§ **Requirements**: Can you put the lines of the entries from the line with "target: wooden cutting board" up to and including the last line of the entries into a numbered list, leaving out any blank lines?
───── Listed records
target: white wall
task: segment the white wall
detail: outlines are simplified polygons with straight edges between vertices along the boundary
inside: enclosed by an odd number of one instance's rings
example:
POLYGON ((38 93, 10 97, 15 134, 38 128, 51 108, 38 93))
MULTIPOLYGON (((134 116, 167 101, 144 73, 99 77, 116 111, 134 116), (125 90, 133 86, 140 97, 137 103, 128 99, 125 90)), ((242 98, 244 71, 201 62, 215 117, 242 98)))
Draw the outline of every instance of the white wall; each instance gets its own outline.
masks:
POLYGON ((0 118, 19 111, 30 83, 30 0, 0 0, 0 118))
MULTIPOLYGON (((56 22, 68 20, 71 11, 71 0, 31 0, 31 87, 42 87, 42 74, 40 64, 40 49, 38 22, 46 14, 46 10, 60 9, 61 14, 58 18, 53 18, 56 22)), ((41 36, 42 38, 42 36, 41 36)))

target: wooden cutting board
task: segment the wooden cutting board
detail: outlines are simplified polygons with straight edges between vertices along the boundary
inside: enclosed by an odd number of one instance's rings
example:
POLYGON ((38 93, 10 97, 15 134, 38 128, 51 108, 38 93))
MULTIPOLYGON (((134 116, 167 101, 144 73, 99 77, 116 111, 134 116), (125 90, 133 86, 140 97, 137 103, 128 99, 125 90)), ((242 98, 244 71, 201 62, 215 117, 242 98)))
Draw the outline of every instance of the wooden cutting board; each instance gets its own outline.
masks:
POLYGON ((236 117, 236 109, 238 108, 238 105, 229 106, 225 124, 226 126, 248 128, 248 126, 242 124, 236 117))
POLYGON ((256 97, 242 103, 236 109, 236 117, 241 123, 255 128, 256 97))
──────────
§ **Answer for the task**:
1. target: wooden cutting board
2. task: segment the wooden cutting board
3. detail: outlines are simplified polygons with straight edges between vertices along the boundary
4. inside: enclosed by an odd number of one instance's rings
5. example:
6. POLYGON ((38 93, 10 97, 15 134, 38 128, 51 108, 38 93))
7. MULTIPOLYGON (((134 116, 167 101, 144 73, 99 77, 116 111, 134 116), (125 90, 133 86, 140 97, 137 103, 128 99, 125 90)), ((242 98, 244 71, 201 62, 215 117, 242 98)))
8. Draw the outline of every instance of the wooden cutting board; each instance gets its own outline.
9. masks:
10. POLYGON ((236 117, 236 109, 238 108, 238 105, 229 106, 225 124, 226 126, 248 128, 248 126, 242 124, 236 117))
11. POLYGON ((256 97, 242 103, 236 109, 236 117, 241 123, 255 128, 256 97))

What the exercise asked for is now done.